The request:
Please answer these questions about the code diff:
(a) Which new name is added to the import line from graphix.noise_models?
(b) What does the docstring say the parameter gamma is?
(c) What dtype is given for the arrays in the returned KrausChannel?

Text shown:
↓↓↓
Add amplitude damping noise model

graphix/__init__.py

@@ -13,7 +13,7 @@
 from graphix.graphsim import GraphState
 from graphix.instruction import Instruction
 from graphix.measurements import BlochMeasurement, Measurement, PauliMeasurement
-from graphix.noise_models import DepolarisingNoiseModel, NoiseModel
+from graphix.noise_models import AmplitudeDampingNoiseModel, DepolarisingNoiseModel, NoiseModel
 from graphix.opengraph import OpenGraph
 from graphix.optimization import StandardizedPattern
 from graphix.parameter import Placeholder
@@ -27,6 +27,7 @@
 
 __all__ = [
     "ANGLE_PI",
+    "AmplitudeDampingNoiseModel",
     "Axis",
     "BasicStates",
     "BlochMeasurement",

graphix/channels.py

@@ -178,6 +178,63 @@ def dephasing_channel(prob: float) -> KrausChannel:
     )
 
 
+def amplitude_damping_channel(gamma: float) -> KrausChannel:
+    r"""Single-qubit amplitude damping channel.
+
+    .. math::
+        K_1 = \begin{pmatrix}
+                1 & 0 \\
+                0 & \sqrt{1-\gamma}
+              \end{pmatrix},\quad
+        K_2 = \begin{pmatrix}
+                0 & \sqrt{\gamma} \\
+                0 & 0
+              \end{pmatrix}
+
+    Parameters
+    ----------
+    gamma : float
+        The damping probability, between 0 and 1.
+
+    Returns
+    -------
+    :class:`graphix.channels.KrausChannel` object
+        containing the corresponding Kraus operators
+    """
+    return KrausChannel(
+        [
+            KrausData(1.0, np.array([[1, 0], [0, np.sqrt(1 - gamma)]], dtype=np.complex128)),
+            KrausData(1.0, np.array([[0, np.sqrt(gamma)], [0, 0]], dtype=np.complex128)),
+        ]
+    )
↑↑↑
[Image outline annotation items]
↓↓↓
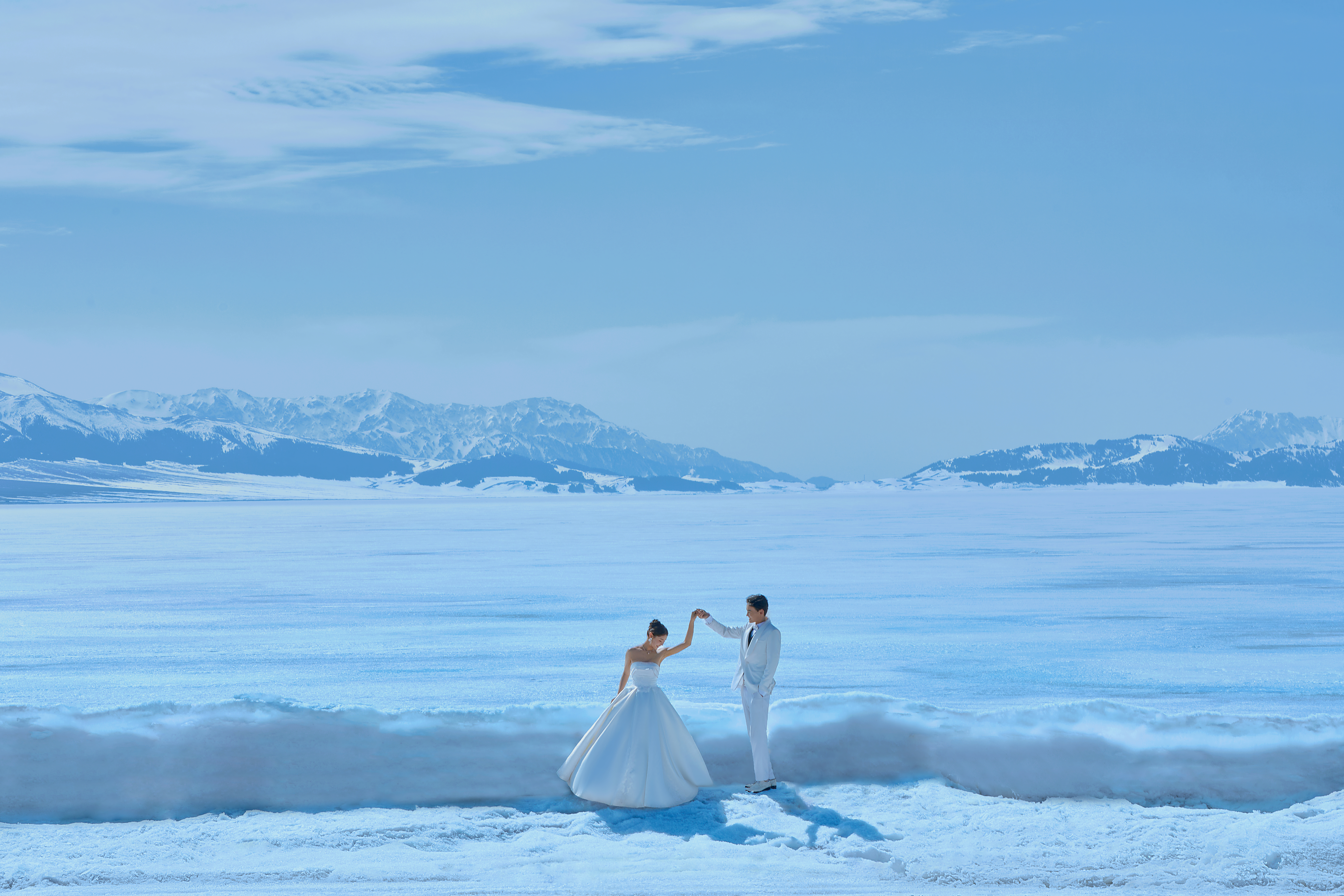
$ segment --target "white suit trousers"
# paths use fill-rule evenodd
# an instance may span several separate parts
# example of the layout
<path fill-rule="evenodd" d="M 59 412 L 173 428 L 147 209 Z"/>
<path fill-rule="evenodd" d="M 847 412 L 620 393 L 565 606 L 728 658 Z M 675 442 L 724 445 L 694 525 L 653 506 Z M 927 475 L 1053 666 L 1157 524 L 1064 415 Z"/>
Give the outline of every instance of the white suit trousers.
<path fill-rule="evenodd" d="M 757 780 L 770 780 L 774 778 L 774 766 L 770 764 L 770 744 L 765 737 L 770 697 L 762 697 L 753 688 L 743 688 L 742 715 L 747 719 L 747 739 L 751 742 L 751 764 L 755 766 Z"/>

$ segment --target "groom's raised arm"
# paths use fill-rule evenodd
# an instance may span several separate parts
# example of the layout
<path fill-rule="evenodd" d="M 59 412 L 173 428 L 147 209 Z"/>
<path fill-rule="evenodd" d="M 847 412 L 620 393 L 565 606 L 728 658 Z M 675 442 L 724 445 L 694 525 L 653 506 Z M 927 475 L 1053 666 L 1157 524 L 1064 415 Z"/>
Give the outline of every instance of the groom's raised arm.
<path fill-rule="evenodd" d="M 723 625 L 722 622 L 719 622 L 718 619 L 715 619 L 711 615 L 706 615 L 704 617 L 704 625 L 710 626 L 711 629 L 714 629 L 715 631 L 718 631 L 719 634 L 722 634 L 724 638 L 738 638 L 738 639 L 741 639 L 742 638 L 742 633 L 747 630 L 746 626 L 738 626 L 735 629 L 730 629 L 728 626 Z"/>

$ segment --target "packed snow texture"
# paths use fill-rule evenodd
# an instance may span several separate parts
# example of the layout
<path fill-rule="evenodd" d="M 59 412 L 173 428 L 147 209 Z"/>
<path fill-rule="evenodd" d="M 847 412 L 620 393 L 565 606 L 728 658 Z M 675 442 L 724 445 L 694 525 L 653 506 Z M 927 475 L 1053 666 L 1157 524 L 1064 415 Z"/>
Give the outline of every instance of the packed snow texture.
<path fill-rule="evenodd" d="M 785 785 L 757 797 L 706 789 L 691 803 L 659 810 L 570 798 L 0 826 L 0 888 L 286 896 L 1337 892 L 1341 840 L 1340 794 L 1261 814 L 1025 802 L 937 780 Z"/>
<path fill-rule="evenodd" d="M 0 525 L 0 887 L 1344 880 L 1335 489 L 7 505 Z M 676 637 L 751 591 L 785 638 L 790 783 L 734 793 L 735 647 L 702 629 L 663 685 L 723 786 L 664 811 L 563 795 L 554 768 L 648 619 Z M 292 807 L 333 811 L 219 814 Z M 16 823 L 56 818 L 137 821 Z"/>
<path fill-rule="evenodd" d="M 555 770 L 602 707 L 319 709 L 242 699 L 101 713 L 0 711 L 0 819 L 435 806 L 563 797 Z M 749 780 L 741 712 L 683 707 L 716 782 Z M 996 797 L 1285 809 L 1344 789 L 1344 717 L 1167 716 L 1094 701 L 958 713 L 878 695 L 775 703 L 789 780 L 941 778 Z"/>

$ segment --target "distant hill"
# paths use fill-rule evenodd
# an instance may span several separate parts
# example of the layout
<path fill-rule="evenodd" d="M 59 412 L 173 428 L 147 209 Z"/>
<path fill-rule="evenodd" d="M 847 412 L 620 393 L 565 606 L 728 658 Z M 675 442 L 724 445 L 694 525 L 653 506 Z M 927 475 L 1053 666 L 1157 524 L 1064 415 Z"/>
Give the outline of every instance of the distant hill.
<path fill-rule="evenodd" d="M 429 404 L 375 390 L 335 398 L 286 399 L 208 388 L 191 395 L 117 392 L 98 399 L 97 404 L 142 419 L 237 423 L 406 458 L 474 461 L 515 455 L 629 477 L 798 481 L 788 473 L 710 449 L 657 442 L 630 427 L 609 423 L 582 404 L 552 398 L 485 407 Z"/>
<path fill-rule="evenodd" d="M 1226 426 L 1226 424 L 1224 424 Z M 1215 430 L 1216 431 L 1216 430 Z M 1099 442 L 1052 442 L 938 461 L 896 480 L 931 485 L 1087 485 L 1185 482 L 1284 482 L 1344 485 L 1344 445 L 1275 447 L 1232 453 L 1180 435 L 1133 435 Z"/>

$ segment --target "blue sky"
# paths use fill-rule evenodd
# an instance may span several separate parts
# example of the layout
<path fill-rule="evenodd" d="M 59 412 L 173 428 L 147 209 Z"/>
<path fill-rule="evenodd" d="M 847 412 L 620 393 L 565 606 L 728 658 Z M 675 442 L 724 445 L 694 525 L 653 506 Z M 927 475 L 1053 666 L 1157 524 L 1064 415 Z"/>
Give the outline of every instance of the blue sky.
<path fill-rule="evenodd" d="M 11 4 L 0 369 L 801 476 L 1344 415 L 1335 3 Z"/>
↑↑↑
Exercise solution:
(a) AmplitudeDampingNoiseModel
(b) The damping probability, between 0 and 1.
(c) np.complex128